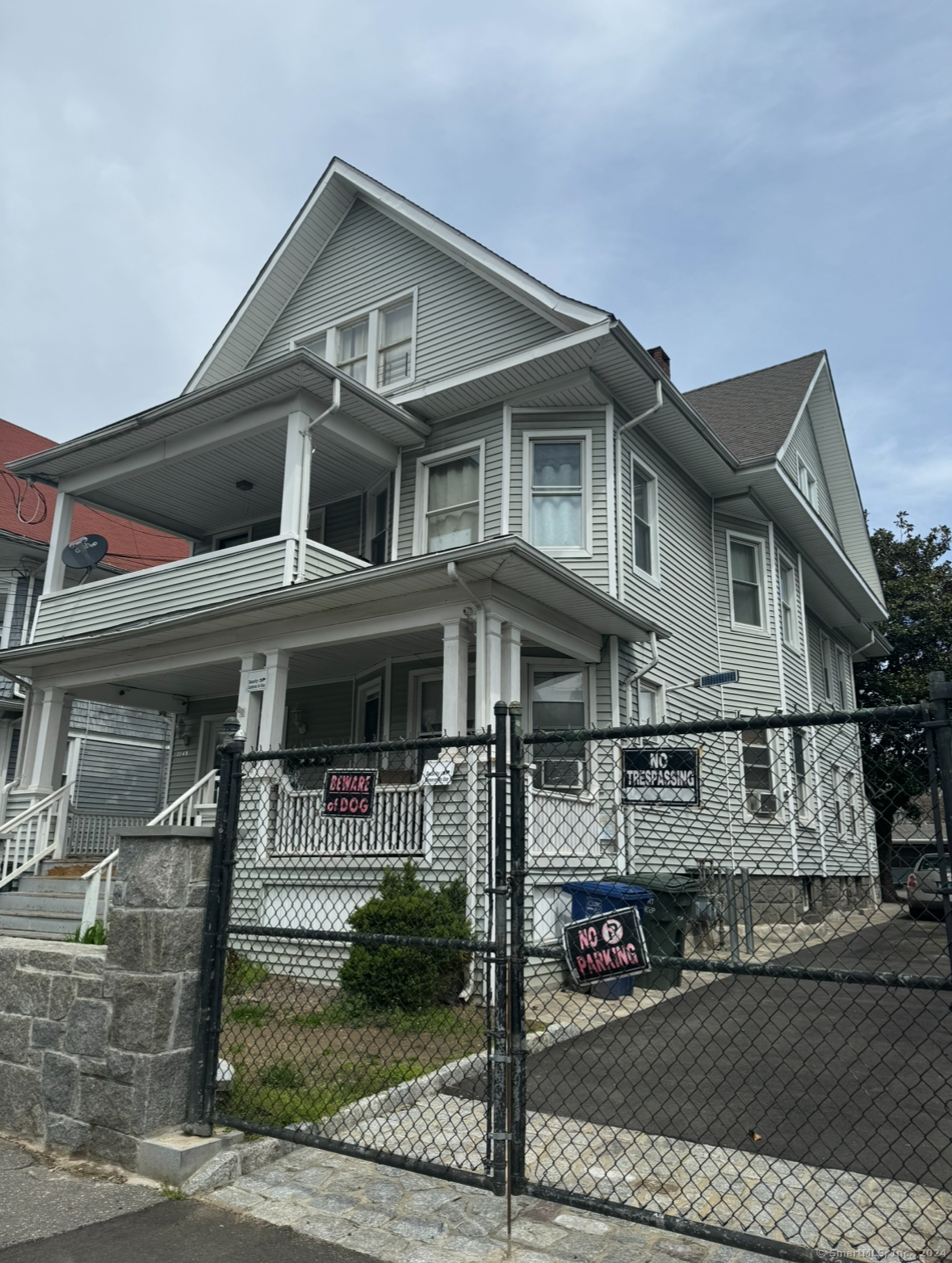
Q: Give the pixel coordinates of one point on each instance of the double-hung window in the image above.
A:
(451, 494)
(644, 519)
(375, 347)
(746, 605)
(788, 602)
(557, 508)
(557, 703)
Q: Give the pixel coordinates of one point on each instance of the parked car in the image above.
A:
(925, 886)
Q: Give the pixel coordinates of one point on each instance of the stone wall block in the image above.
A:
(107, 1104)
(46, 1034)
(14, 1037)
(87, 1028)
(153, 873)
(62, 993)
(67, 1133)
(156, 941)
(22, 1101)
(61, 1083)
(143, 1012)
(31, 993)
(112, 1146)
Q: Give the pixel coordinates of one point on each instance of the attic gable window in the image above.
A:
(375, 347)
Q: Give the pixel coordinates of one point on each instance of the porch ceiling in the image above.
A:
(336, 611)
(197, 495)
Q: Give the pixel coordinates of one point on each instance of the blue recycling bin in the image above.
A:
(593, 898)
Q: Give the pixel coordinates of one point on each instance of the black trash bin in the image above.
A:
(665, 922)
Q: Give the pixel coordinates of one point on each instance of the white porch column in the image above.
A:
(58, 539)
(512, 666)
(271, 732)
(296, 495)
(489, 669)
(51, 720)
(456, 652)
(249, 703)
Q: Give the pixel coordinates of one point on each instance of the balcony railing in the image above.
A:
(182, 586)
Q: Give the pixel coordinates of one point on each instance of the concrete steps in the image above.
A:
(49, 904)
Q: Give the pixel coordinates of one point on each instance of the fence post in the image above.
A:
(500, 954)
(940, 694)
(517, 976)
(211, 983)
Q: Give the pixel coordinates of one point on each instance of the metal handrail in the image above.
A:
(92, 893)
(9, 826)
(183, 799)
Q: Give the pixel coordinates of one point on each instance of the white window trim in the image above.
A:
(764, 629)
(373, 316)
(807, 483)
(568, 434)
(419, 510)
(645, 470)
(783, 562)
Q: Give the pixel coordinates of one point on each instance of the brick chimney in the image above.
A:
(662, 359)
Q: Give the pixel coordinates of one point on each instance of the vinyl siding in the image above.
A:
(448, 434)
(461, 318)
(803, 446)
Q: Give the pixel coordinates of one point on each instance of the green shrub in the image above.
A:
(407, 978)
(241, 974)
(95, 934)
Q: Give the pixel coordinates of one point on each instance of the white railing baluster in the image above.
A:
(27, 835)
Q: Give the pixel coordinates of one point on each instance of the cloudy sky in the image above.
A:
(743, 181)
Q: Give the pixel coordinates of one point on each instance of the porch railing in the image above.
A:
(196, 806)
(35, 835)
(398, 825)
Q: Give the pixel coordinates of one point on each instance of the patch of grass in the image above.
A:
(95, 934)
(250, 1014)
(241, 974)
(437, 1019)
(316, 1094)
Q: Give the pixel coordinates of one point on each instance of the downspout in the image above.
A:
(636, 674)
(629, 425)
(304, 508)
(472, 849)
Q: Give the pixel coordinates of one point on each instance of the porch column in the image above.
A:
(271, 732)
(489, 671)
(512, 687)
(250, 691)
(296, 497)
(52, 732)
(58, 539)
(456, 652)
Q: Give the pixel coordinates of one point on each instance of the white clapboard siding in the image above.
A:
(461, 318)
(192, 584)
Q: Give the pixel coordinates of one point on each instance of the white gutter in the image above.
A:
(304, 497)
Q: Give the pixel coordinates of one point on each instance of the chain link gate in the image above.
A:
(778, 1080)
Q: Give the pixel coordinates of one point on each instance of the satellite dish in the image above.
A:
(85, 552)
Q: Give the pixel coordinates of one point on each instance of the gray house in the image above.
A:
(417, 480)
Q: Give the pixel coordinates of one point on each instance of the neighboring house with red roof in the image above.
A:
(104, 739)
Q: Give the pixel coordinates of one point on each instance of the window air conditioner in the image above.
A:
(763, 804)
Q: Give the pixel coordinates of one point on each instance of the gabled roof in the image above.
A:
(753, 414)
(27, 513)
(312, 229)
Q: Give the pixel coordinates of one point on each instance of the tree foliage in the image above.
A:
(916, 581)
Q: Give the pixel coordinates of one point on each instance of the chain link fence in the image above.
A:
(413, 955)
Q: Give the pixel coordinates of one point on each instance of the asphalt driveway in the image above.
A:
(844, 1076)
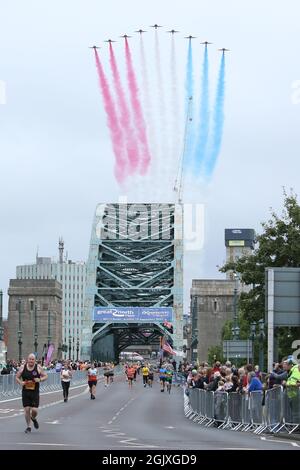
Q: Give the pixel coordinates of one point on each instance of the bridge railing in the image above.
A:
(274, 410)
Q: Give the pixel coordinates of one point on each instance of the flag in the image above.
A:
(168, 349)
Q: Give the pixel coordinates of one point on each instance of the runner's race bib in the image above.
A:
(29, 385)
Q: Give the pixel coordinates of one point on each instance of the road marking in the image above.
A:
(119, 411)
(294, 444)
(48, 405)
(236, 448)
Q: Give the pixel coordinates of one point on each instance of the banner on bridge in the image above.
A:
(132, 314)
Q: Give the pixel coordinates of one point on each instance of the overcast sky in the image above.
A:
(55, 149)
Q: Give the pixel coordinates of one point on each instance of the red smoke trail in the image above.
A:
(131, 144)
(137, 111)
(113, 123)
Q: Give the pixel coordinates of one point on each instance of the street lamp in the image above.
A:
(1, 325)
(49, 328)
(70, 346)
(235, 293)
(35, 330)
(235, 330)
(260, 336)
(77, 349)
(19, 308)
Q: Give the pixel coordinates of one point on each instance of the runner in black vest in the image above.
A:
(29, 376)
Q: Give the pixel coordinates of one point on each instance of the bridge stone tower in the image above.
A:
(135, 260)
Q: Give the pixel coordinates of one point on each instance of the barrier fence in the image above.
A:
(275, 410)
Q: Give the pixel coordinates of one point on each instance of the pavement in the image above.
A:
(120, 418)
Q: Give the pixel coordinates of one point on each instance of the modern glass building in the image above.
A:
(72, 276)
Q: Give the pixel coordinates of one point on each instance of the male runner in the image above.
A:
(29, 376)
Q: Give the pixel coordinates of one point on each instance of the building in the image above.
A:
(239, 242)
(212, 304)
(72, 276)
(214, 301)
(135, 265)
(34, 317)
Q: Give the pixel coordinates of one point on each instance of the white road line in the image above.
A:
(119, 411)
(287, 441)
(48, 405)
(45, 444)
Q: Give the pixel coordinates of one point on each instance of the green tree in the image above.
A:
(215, 353)
(277, 246)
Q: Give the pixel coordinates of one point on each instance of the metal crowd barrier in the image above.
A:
(273, 411)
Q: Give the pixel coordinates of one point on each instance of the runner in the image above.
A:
(169, 377)
(145, 373)
(150, 376)
(29, 376)
(66, 375)
(92, 380)
(162, 377)
(130, 375)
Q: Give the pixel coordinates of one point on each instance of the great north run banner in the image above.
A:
(132, 314)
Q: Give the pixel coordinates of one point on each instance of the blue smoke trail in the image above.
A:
(201, 144)
(218, 118)
(189, 87)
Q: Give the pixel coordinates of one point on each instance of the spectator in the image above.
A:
(254, 384)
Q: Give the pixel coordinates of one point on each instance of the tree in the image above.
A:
(277, 246)
(215, 353)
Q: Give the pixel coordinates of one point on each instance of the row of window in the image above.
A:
(81, 295)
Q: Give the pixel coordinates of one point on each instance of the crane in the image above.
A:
(178, 186)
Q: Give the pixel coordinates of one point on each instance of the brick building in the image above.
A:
(34, 317)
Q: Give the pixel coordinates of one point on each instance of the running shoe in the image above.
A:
(35, 423)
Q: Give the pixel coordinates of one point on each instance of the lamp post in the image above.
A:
(253, 336)
(19, 308)
(35, 330)
(235, 293)
(261, 335)
(49, 328)
(70, 346)
(235, 330)
(1, 325)
(77, 349)
(194, 338)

○ ○ ○ ○ ○

### What you will do
Set down the material above word for word and skip its pictures.

### Solution for this task
Q: Give the pixel coordinates of one point on each instance of the double-hung window in the image above.
A:
(451, 494)
(644, 519)
(375, 347)
(746, 605)
(788, 602)
(557, 508)
(557, 703)
Q: Give the pixel coordinates of one point on each instance of the parked car in the image above.
A:
(925, 886)
Q: Give the pixel coordinates of one point on each instance of the stone wall block in the image above.
A:
(107, 1104)
(46, 1034)
(14, 1037)
(87, 1028)
(153, 873)
(62, 993)
(67, 1133)
(156, 941)
(22, 1101)
(61, 1083)
(143, 1012)
(31, 993)
(112, 1146)
Q: Give the pixel coordinates of one point on each instance of the attic gable window in the image above.
A:
(375, 347)
Q: Give the pixel coordinates of one point on each instance of the porch ceiling in the image above.
A:
(336, 611)
(197, 495)
Q: Give the pixel coordinates of one point on each instance of the blue recycling bin in the image above.
A:
(593, 898)
Q: Give the pixel coordinates of one point on each instance of the black trash bin in the image above.
A:
(665, 922)
Q: Give the pixel coordinates of one point on each instance of the white porch column in the image above.
A:
(58, 539)
(512, 666)
(271, 732)
(296, 495)
(489, 669)
(51, 720)
(456, 652)
(249, 703)
Q: Give the pixel coordinates of one point on each instance of the balcony railing in the image above.
A:
(182, 586)
Q: Give the pixel coordinates of one point on each instance of the concrete steps in the image above.
A:
(49, 904)
Q: Give the pixel coordinates of one point on each instance of the fence post in the image above.
A:
(500, 954)
(940, 694)
(517, 976)
(211, 983)
Q: Give the pixel coordinates of one point on each instance of the metal handrail in the image above.
A:
(92, 893)
(9, 826)
(183, 799)
Q: Give the pixel coordinates of one point on each instance of the white window trim in the image above.
A:
(764, 629)
(373, 316)
(807, 483)
(568, 434)
(419, 510)
(645, 470)
(783, 562)
Q: Give the pixel coordinates of one point on each instance of the brick chimney in the image above.
A:
(662, 359)
Q: Give the pixel coordinates of one point on each instance of the vinyl siding in the image above.
A:
(448, 434)
(461, 318)
(803, 446)
Q: Give the pixel coordinates of one point on each instance of the green shrub in the image above.
A:
(407, 978)
(241, 974)
(95, 934)
Q: Give the pixel coordinates of one point on each instance of the white railing baluster in the image above.
A:
(27, 835)
Q: Give the pixel coordinates of one point on each instance of the cloudy sky in the image above.
A:
(743, 181)
Q: Give the pixel coordinates of one point on each instance of the porch railing in the image above.
A:
(196, 806)
(35, 835)
(398, 825)
Q: Give the pixel coordinates of one point on each instance of the patch of grass in the image above.
A:
(95, 934)
(250, 1014)
(241, 974)
(437, 1019)
(316, 1094)
Q: Give the pixel coordinates of one point on each instance of the downspout in the image above.
A:
(636, 674)
(629, 425)
(304, 508)
(472, 849)
Q: Give the pixel coordinates of one point on each instance of the porch column in the image above.
A:
(271, 732)
(489, 671)
(512, 687)
(250, 691)
(296, 497)
(52, 732)
(58, 539)
(456, 652)
Q: Give the pixel coordinates of one point on each instance of the white clapboard siding in the image above.
A:
(461, 318)
(192, 584)
Q: Give the pixel coordinates of one point on each instance of the white gutter in the image above.
A:
(304, 497)
Q: Give the pixel coordinates of one point on each instance of the chain link gate in the image above.
A:
(778, 1080)
Q: Give the pixel coordinates of one point on each instance of the satellite dish in the image above.
A:
(85, 552)
Q: Give the pixel coordinates of one point on each instance of the gray house in the image above.
A:
(417, 480)
Q: Give the pixel coordinates of one point on each instance of the neighboring house with red roof in the image above.
A:
(104, 739)
Q: Give the pixel coordinates of one point on each instance of the window air conditioner in the image above.
A:
(763, 804)
Q: Give the pixel coordinates of one point on each instance of the gabled roof in the image above.
A:
(753, 414)
(27, 513)
(312, 229)
Q: Give the pixel coordinates of one point on each instance of the tree foliage in the image above.
A:
(916, 581)
Q: Give the pixel coordinates of one point on each instance of the chain link fence in the image above.
A:
(413, 955)
Q: Give the pixel coordinates of one point on each instance of the asphalt driveway in the image above.
A:
(844, 1076)
Q: Give the pixel coordinates of one point on each instance of the bridge railing in the image above.
A:
(274, 410)
Q: Give the pixel coordinates of one point on each instance of the flag in the image above.
A:
(168, 349)
Q: Give the pixel coordinates of one point on each instance of the runner's race bib in the image above.
A:
(29, 385)
Q: Give the pixel coordinates of one point on each instance of the road marking in the image above.
A:
(119, 411)
(294, 444)
(48, 405)
(236, 448)
Q: Give the pixel coordinates of one point on each instance of the banner on bridge in the image above.
A:
(132, 314)
Q: Give the pixel coordinates of one point on each instance of the overcast sky in the image above.
A:
(55, 149)
Q: Give the pixel coordinates of one point on each instance of the red smoke trail in the image above.
A:
(131, 144)
(137, 111)
(113, 123)
Q: Give the pixel coordinates of one point on each instance of the street lamp in the image above.
A:
(1, 325)
(49, 328)
(70, 346)
(235, 293)
(35, 330)
(235, 330)
(260, 336)
(77, 349)
(19, 308)
Q: Give the pixel coordinates of one point on each instance of the runner in black vest in the image above.
A:
(29, 376)
Q: Give the pixel coordinates of one point on each instance of the bridge stone tower in the image above.
A:
(135, 260)
Q: Give the pixel coordinates of one point on each instance of the barrier fence in the image above.
A:
(275, 410)
Q: Give the pixel coordinates of one point on each instance of the pavement in the image above.
A:
(120, 418)
Q: Give the pixel coordinates of one point on each instance of the modern glass building in the image above.
A:
(72, 276)
Q: Give the pixel coordinates of one point on each instance of the male runner in the image above.
A:
(29, 376)
Q: Give the pixel coordinates of one point on each instance of the building in the image above.
A:
(239, 242)
(212, 304)
(72, 276)
(214, 301)
(135, 265)
(34, 317)
Q: Give the pixel coordinates of one point on each instance of the white road line in the image above.
A:
(119, 411)
(287, 441)
(48, 405)
(45, 444)
Q: Give the pixel coordinates of one point on each instance of the green tree in the image above.
A:
(215, 353)
(277, 246)
Q: Give the pixel coordinates of one point on each instance of the metal crowd barrier in the image above.
A:
(273, 411)
Q: Give the pixel coordinates of one point on each instance of the runner in the image above.
A:
(169, 377)
(145, 373)
(150, 376)
(29, 376)
(66, 375)
(92, 380)
(162, 377)
(130, 375)
Q: Give the pixel coordinates of one point on each instance of the great north run banner in the image above.
A:
(132, 314)
Q: Give the pixel coordinates of one point on each instance of the blue smoke trail in the image above.
A:
(201, 144)
(218, 118)
(189, 87)
Q: Give the pixel coordinates of one point on each instance of the spectator in the image above.
A:
(254, 384)
Q: Give the pixel coordinates of one point on each instance of the tree in the image above.
A:
(277, 246)
(215, 353)
Q: Give the pixel coordinates of one point on each instance of the row of window in the image above.
A:
(81, 295)
Q: Give the pixel coordinates of one point on each instance of the crane in the image above.
A:
(178, 186)
Q: Give the pixel coordinates of one point on each instance of the brick building in the image above.
A:
(34, 317)
Q: Give the pixel coordinates of one point on each instance of the running shoe in the image above.
A:
(35, 423)
Q: Give the pixel coordinates of one point on each instance of the lamp post in the image above.
A:
(253, 336)
(19, 308)
(35, 330)
(235, 293)
(261, 335)
(49, 328)
(70, 346)
(235, 330)
(1, 325)
(77, 349)
(194, 338)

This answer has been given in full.